A Sleaford area recycling business has opened its doors to the public as it bids to expand its operations to cope with a growing market.

Mid UK Recycling held the open day last Friday for local residents and neighbours to look around their 25-acre Barkston Heath site to gain a better understanding of what they do and explain their 10-year plan for the future in which the family firm hope to expand by another 20 acres, employing an additional 200 people to the 400 already employed.

Managing Director of Mid UK Recycling, Chris Mountain, with a heap of shredded textiles destined for recycling as fuel. EMN-150112-135243001
Managing Director of Mid UK Recycling, Chris Mountain, with a heap of shredded textiles destined for recycling as fuel. EMN-150112-135243001

Part of this is down to the need for additional storage space under new fire regulations which was seen as even more important after a major fire in July which caused disruption to local roads, burning for over a week.

A new filtration lagoon would catch water run off and allow for water to be recycled by firefighters. Hoses have also been installed throughout the site, along with concrete dividers and sprinkler systems.

Managing Director Chris Mountain said: “The problem with the waste industry is nobody really wants us here but everybody generates waste and it needs to be processed. The industry has been landfill-based but now it is about products.”

To that end the company, which started in 1994, has invested in its own purpose-built workshops, designers and laboratories to develop and quality-control a range of recycled products. These range from cat litter, cement curing agents and oil spill absorbants from granulated plasterboard, to Solid Recovered Fuel to power cement works from compressed rubbish and waste carpets which also have all the backing and metal fragments filtered out and recycled. That way, nothing has to go to landfill.

| Stated task 1 |
Set down the passage of the recycling article from "To that end" up to and including "go to landfill.", word for word.
| Stated task 2 |
Collect every line of the listing that contains the string "mountain".

| Record list |

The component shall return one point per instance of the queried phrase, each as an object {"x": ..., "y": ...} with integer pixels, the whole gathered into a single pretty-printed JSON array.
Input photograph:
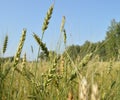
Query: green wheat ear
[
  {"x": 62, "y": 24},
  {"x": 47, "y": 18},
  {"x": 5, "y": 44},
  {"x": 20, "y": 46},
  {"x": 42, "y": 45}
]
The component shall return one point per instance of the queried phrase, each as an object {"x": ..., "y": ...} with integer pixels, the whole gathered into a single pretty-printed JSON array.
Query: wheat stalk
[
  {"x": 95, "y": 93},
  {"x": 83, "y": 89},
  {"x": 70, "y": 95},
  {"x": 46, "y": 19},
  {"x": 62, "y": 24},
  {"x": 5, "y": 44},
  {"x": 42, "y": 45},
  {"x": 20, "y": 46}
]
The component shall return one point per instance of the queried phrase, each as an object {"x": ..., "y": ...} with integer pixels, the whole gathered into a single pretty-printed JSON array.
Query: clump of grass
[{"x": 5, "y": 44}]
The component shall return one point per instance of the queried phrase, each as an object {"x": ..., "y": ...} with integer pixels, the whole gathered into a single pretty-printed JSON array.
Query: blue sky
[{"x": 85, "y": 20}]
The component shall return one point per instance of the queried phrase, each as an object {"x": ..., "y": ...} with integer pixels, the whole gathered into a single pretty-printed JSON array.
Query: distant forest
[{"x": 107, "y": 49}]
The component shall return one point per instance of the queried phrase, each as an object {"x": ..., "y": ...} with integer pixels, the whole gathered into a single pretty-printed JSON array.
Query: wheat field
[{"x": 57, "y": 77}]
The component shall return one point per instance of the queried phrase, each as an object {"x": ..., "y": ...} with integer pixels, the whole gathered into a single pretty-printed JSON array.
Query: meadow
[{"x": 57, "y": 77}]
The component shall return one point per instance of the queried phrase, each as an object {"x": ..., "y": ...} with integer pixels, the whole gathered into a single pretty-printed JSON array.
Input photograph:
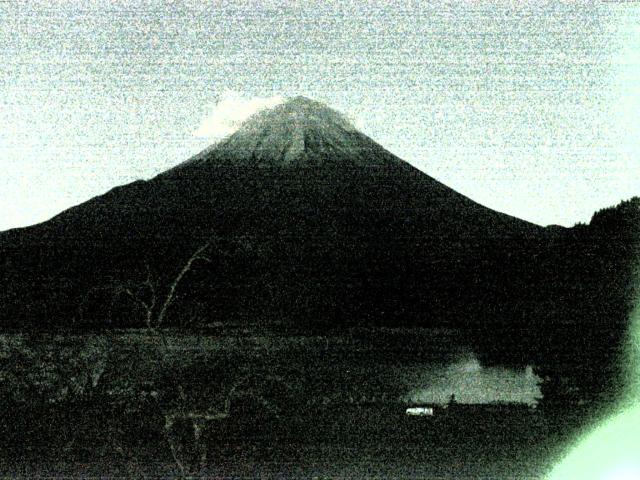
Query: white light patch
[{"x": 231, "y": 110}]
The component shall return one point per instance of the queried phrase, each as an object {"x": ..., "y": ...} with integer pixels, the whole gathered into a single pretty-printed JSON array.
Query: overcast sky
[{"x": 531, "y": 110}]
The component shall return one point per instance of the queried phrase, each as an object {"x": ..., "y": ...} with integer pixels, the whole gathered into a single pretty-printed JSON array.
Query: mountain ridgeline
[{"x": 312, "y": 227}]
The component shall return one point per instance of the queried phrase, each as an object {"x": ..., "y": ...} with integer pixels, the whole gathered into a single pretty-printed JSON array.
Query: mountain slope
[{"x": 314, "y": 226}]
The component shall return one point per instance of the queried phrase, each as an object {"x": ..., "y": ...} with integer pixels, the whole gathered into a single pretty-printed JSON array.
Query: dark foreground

| Full output 1 |
To that end the company, which started in 1994, has invested in its own purpose-built workshops, designers and laboratories to develop and quality-control a range of recycled products. These range from cat litter, cement curing agents and oil spill absorbants from granulated plasterboard, to Solid Recovered Fuel to power cement works from compressed rubbish and waste carpets which also have all the backing and metal fragments filtered out and recycled. That way, nothing has to go to landfill.

| Full output 2 |
Query: mountain ridgeline
Query: mountain slope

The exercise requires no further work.